* _Problem details_: Each line of the records below that holds "black" should be copied out.

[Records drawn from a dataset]
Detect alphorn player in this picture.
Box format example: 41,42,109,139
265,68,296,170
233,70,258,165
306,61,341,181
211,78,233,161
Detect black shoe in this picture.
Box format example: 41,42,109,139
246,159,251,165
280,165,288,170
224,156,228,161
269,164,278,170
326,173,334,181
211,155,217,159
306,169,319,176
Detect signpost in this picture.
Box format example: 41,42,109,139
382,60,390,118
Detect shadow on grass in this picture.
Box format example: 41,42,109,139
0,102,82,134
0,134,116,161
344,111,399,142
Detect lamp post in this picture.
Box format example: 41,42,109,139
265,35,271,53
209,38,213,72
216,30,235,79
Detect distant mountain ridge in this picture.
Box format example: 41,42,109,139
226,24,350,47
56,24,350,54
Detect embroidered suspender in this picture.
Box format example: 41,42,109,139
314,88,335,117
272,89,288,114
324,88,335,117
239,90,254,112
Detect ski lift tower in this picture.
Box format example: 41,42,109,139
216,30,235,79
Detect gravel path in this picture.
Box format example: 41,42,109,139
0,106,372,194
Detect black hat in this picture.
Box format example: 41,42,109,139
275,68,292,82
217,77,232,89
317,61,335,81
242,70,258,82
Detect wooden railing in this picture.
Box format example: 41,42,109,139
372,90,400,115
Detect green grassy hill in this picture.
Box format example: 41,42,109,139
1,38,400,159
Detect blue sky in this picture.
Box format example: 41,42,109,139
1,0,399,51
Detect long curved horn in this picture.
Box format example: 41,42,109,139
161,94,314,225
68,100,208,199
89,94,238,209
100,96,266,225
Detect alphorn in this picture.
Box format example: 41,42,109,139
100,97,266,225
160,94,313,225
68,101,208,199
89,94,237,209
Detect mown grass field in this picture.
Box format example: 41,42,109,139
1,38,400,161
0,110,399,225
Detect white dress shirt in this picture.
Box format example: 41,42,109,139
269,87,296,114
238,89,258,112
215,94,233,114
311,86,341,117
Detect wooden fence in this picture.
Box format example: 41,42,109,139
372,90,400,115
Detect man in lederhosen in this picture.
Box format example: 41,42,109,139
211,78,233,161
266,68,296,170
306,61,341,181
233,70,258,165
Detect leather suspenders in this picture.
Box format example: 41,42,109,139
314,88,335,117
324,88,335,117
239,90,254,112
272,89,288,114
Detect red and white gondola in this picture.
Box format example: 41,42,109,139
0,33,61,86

* _Answer for this exercise_:
Detect black shoe in this picture.
Detect black hat in this picture.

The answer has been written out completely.